> **Set of tasks**
1/ In the Norm MacDonald tribute, rewrite the part that opens with the words containing "I’m digging through" and closes with "spot on Billboard.", replacing "audio" with "recording".
2/ Condense the paragraph of the Norm MacDonald tribute beginning "Starting off as a comic in Ottawa" while keeping its main facts.

> **Quoted passage**
Many years ago I was very fortunate to interview the great Bob Newhart. During the interview I asked him who he thought was funny and he replied, “There’s one comic, I remember seeing him for the first time and thinking to myself wow he isn’t doing anybody. At that time, every comic had a hint of influence from other comics. Some would sound like Carlin, others like Pryor – but this comic was entirely his own thing. That comic is Norm Macdonald.”
I’m digging through files to find that audio but that was the gist of it. Norm MacDonald was one of the greatest stand-up comics of all-time, end of discussion. Bob Newhart even thought so and he knocked Elvis out of the top spot on Billboard.
I am so sad right now.
I grew up in Ottawa, the same city Norm grew up in. When I was a kid in the ’90s the thing I looked forward to most was programming the VCR to record Saturday Night Live. Norm’s “Weekend Update” was so funny, so biting, and even as a kid I was able to realize this guy was unreal. There was no one else like him. He was for sure the best and my favourite cast member. Then I found out he was from Ottawa and my mind was blown. Comedy was a real, possible thing now. That combined with Jeremy Hotz’s “Canada D’uh” special are pretty much the reasons I became a comic.
A comedian could come from Ottawa.
Starting off as a comic in Ottawa means you spend a lot of time at Yuk Yuk’s amateur nights, and on every single one of those shows the MC reminds the crowd that the great Norm MacDonald started on this very show. It’s a name you hear over and over again and as a comic, it sinks in. Norm is one of the most respected comics by peers, one of the greatest stand-ups to ever pick up a mic. And he started on amateur night in Ottawa. That keeps your fire lit, it makes you want to live up to the standard set. It got me going and kept me going.

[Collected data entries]
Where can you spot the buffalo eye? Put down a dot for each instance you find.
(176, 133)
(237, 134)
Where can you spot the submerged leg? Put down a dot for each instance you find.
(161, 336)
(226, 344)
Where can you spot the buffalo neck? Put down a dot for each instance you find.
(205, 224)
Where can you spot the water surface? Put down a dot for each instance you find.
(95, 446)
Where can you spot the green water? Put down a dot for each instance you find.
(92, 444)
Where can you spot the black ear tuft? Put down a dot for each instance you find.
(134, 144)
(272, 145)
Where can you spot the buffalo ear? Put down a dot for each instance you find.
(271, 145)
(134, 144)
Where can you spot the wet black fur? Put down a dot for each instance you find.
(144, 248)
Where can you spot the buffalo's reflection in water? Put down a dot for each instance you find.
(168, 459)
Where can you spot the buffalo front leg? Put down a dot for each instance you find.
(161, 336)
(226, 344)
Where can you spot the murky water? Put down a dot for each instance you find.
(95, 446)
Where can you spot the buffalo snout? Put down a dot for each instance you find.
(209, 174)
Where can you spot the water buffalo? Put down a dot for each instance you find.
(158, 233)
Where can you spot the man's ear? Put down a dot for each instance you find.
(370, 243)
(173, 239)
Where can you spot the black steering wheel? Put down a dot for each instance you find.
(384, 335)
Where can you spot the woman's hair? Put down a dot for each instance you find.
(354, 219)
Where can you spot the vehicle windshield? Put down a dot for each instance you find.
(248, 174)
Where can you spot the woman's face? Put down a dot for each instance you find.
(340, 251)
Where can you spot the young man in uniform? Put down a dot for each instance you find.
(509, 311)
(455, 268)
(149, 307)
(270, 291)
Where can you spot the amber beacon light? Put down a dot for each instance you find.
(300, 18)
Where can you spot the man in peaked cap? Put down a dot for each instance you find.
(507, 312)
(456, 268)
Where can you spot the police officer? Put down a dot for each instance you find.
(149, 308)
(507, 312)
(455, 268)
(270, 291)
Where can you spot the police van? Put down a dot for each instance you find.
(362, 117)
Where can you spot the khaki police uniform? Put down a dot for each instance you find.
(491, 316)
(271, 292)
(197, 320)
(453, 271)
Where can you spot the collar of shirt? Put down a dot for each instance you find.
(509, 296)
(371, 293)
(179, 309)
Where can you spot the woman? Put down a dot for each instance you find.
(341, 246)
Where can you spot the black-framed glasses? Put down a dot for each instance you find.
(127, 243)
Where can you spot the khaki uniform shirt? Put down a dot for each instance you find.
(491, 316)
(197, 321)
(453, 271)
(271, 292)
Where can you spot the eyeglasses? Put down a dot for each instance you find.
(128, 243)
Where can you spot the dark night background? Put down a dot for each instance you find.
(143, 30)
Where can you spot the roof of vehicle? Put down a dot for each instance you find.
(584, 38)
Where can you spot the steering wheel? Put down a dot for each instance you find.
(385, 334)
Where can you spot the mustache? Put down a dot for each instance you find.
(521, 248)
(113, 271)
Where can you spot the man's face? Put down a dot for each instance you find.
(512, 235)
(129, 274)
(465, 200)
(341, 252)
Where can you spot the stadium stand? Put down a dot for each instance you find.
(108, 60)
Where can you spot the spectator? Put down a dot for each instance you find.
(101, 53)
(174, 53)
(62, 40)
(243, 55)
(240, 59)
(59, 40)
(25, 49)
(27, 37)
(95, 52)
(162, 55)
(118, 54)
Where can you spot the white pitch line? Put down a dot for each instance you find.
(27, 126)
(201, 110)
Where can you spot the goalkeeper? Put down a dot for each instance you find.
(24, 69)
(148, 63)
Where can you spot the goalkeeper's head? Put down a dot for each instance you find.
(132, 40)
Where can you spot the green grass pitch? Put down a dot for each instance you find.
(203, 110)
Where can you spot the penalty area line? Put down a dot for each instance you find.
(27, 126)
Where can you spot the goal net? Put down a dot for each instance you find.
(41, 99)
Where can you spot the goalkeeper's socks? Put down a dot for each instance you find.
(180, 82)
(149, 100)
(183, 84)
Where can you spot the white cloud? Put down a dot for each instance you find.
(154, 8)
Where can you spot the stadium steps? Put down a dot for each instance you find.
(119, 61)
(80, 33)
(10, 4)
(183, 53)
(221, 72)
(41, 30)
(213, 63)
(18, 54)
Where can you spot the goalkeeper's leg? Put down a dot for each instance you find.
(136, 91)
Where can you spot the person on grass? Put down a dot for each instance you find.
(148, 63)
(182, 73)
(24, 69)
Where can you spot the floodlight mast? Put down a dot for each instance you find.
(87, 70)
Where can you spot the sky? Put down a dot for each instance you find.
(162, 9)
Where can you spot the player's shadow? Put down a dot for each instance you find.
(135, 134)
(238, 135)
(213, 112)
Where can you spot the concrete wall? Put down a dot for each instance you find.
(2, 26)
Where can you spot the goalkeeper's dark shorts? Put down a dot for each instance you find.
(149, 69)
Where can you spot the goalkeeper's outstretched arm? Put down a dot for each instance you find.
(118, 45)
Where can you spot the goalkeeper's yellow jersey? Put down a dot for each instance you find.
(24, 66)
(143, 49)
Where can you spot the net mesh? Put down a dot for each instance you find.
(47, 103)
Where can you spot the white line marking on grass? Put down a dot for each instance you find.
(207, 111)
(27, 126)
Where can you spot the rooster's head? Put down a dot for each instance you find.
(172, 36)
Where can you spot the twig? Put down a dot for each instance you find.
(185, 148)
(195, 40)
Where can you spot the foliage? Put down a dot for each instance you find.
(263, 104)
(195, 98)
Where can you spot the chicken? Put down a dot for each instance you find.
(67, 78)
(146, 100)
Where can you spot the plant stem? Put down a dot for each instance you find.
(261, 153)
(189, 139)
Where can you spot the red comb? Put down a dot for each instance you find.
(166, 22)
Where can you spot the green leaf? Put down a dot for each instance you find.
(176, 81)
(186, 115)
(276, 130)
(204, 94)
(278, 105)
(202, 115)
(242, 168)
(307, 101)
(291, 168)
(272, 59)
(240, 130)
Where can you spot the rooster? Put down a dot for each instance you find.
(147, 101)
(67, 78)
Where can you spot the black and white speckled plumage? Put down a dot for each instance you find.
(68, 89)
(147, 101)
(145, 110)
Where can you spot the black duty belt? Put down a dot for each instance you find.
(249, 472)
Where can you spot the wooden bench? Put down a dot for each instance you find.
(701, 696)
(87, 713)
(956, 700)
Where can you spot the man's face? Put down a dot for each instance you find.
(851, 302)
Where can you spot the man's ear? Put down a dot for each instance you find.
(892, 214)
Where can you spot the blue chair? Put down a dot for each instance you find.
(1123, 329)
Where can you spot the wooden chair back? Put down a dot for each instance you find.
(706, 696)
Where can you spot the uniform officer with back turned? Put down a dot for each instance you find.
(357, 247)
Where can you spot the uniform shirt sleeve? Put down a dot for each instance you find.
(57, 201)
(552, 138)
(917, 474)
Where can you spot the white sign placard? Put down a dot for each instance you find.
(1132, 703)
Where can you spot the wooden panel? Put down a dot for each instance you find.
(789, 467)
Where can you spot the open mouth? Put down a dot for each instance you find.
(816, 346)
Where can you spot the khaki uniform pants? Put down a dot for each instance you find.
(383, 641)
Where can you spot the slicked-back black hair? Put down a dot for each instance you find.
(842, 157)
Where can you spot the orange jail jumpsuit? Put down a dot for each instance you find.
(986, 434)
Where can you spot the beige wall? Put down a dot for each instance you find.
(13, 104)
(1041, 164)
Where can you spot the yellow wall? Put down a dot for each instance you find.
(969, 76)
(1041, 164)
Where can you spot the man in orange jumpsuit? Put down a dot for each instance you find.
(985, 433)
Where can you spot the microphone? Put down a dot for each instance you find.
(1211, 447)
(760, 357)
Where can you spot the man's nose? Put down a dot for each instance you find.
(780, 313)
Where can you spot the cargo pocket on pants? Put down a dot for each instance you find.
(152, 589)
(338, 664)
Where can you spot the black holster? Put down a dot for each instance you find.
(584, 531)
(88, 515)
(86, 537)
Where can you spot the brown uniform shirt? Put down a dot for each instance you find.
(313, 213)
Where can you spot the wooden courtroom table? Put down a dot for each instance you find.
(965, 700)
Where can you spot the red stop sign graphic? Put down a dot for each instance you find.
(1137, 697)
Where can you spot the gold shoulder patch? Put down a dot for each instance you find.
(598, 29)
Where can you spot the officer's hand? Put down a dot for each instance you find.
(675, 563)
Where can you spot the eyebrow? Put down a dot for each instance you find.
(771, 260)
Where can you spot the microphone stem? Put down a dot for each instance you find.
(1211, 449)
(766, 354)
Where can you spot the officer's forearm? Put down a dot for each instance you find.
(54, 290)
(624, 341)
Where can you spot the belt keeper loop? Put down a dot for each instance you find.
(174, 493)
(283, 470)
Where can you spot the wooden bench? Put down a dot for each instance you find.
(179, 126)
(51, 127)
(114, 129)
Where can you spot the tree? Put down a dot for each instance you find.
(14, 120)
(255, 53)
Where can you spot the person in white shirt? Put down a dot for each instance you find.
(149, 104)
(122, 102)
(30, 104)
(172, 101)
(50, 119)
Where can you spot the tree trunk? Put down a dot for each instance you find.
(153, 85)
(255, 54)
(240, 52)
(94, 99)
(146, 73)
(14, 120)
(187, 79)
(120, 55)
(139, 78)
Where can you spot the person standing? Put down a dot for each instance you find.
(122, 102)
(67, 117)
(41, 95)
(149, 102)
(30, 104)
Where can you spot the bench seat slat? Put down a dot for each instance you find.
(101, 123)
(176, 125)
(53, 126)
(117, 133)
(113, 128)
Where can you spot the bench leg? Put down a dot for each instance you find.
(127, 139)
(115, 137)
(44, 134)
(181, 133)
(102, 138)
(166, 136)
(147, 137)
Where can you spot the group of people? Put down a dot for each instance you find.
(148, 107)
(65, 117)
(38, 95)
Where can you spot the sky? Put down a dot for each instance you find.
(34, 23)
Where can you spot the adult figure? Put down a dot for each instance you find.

> **The results**
1/
I’m digging through files to find that recording but that was the gist of it. Norm MacDonald was one of the greatest stand-up comics of all-time, end of discussion. Bob Newhart even thought so and he knocked Elvis out of the top spot on Billboard.

2/ New comics in Ottawa spend much of their time at Yuk Yuk's amateur nights, where every MC tells the crowd that Norm MacDonald started on that same show. Hearing his name again and again sinks in: he is one of the most respected and greatest stand-ups ever, yet he began at an Ottawa amateur night. That keeps my fire lit and makes me want to live up to his standard. It got me going and kept me going.